Problema proposto A:
Ricopia tali e quali le righe dei record, cominciando da quella che contiene "Where can the flat" e proseguendo fino alla fine dei record, estremi compresi.

Tre o quattro giorni in Sicilia non bastano certo per rendersi conto di quelle che sono le reazioni allo sfascio dell’Antimafia, del Governo Crocetta-Lumia, del “terzo livello” mafioso della Confindustria Antimafia. Del “Sistema”, in poche parole.
Alcuni rilievi, però, possono essere fatti con una certa sicurezza.
Nessuno si è meravigliato del marcio delle amministrazioni dei beni “mafiosi” sequestrati e della stessa probabilità, emersa e colta e denunciata, che addirittura sequestri e confische siano stati “gonfiati” in funzione degli incarichi di amministrare i beni che ne sono oggetto, da conferire a figli, amici, compari dei confiscatori antimafia.
Si direbbe che quanto oggi è venuto alla luce, giudizialmente contestato, documentato e reso di pubblico dominio, fosse noto a tutti e non da ieri. Non solo, ma che così era “logico” che fosse. L’abitudine al malaffare comporta lo scetticismo nei confronti dell’onestà anche di quanti non ne sono, in realtà coinvolti.
E ciò vale per gli individui e per le categorie. Se corrotti sono “naturalmente” uomini politici, funzionari, pubblici impiegati, la fiducia sull’omertà della magistratura non può rimanere intatta a lungo.

Insieme di dati:
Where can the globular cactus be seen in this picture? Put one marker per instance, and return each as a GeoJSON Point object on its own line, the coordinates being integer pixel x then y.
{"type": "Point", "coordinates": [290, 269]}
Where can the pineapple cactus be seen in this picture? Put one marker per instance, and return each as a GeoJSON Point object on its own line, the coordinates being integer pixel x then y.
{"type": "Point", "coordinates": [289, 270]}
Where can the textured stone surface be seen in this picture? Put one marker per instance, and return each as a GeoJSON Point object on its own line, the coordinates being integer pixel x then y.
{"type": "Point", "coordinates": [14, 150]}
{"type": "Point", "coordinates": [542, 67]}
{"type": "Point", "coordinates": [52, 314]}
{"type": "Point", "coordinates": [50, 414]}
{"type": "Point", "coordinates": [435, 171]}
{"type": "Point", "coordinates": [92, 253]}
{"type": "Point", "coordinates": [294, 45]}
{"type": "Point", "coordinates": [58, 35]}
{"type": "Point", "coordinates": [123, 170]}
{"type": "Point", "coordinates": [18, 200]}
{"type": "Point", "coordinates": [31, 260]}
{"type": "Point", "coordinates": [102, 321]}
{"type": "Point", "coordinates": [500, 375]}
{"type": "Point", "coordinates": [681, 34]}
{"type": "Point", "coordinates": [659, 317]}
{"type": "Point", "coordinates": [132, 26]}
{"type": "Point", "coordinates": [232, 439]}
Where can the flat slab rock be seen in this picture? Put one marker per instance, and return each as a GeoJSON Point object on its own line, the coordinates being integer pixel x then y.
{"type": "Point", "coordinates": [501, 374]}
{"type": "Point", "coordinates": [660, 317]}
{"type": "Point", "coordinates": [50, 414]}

Problema proposto B:
Scrivi il seguito del brano sulle reazioni in Sicilia allo sfascio dell'Antimafia, partendo da dove si interrompe.

Risposta finale A:
Where can the flat slab rock be seen in this picture? Put one marker per instance, and return each as a GeoJSON Point object on its own line, the coordinates being integer pixel x then y.
{"type": "Point", "coordinates": [501, 374]}
{"type": "Point", "coordinates": [660, 317]}
{"type": "Point", "coordinates": [50, 414]}

Risposta finale B:
Una seconda considerazione mi pare possa essere colta nell’atteggiamento prevalente della gente: se il marcio è venuto fuori a Palermo è perché “quelli di Palermo” (i magistrati) “sono in guerra” con “quelli” di Caltanissetta. E’ una antica convinzione, tanto più radicata quanto più i regimi impongono l’esaltazione delle virtù di chi ne è parte e ne riceve privilegi.
“Che cane, già se sa nun morde cane
ma quarchi vorta so’ cani arrabbiati
…. se mozzicheno puro tra de loro.”
Scriveva questo distillato delle convinzioni popolari G.G. Belli quasi un paio di secoli fa.
Che il sistema della competenza a conoscere di eventuali reati di magistrati sia attribuita ai “colleghi” di un distretto diverso, comporti conseguenze dipendenti soprattutto dai più o meno buoni rapporti correnti tra uomini ed uffici delle diverse sedi è pure cosa risaputa. E che qualche grave frattura ai vertici delle due Procure vi sia è pure cosa ben nota.
Che da ciò possa essere dipeso anche in parte che il “poter non sapere” di quanto avveniva a Palermo e l’inerzia avanti alle precise denunzie di Telejato siano venuti meno è cosa che non può certo essere esclusa. La gente di Sicilia è assai più categorica nel giudizio su questa eventualità.
Una terza questione. Che è forse quella relativa alle opinioni circa l’esito di questa crisi del sistema e dell’apparato politico-giudiziario costruito sull’Antimafia e dai sedicenti “antimafiosi”.
La gente di Sicilia sembra scettica in ordine ad una parola “fine” che significhi e comporti il ritorno ad una legalità autentica, alla certezza del diritto e dei diritti ed alla rimozione delle mille coperture alle operazioni di malandrinaggio politico-economico o giudiziario che sono state consumate e si consumano dai “professionisti dell’Antimafia” e si aggiungono a quelli della mafia e dei mafiosi.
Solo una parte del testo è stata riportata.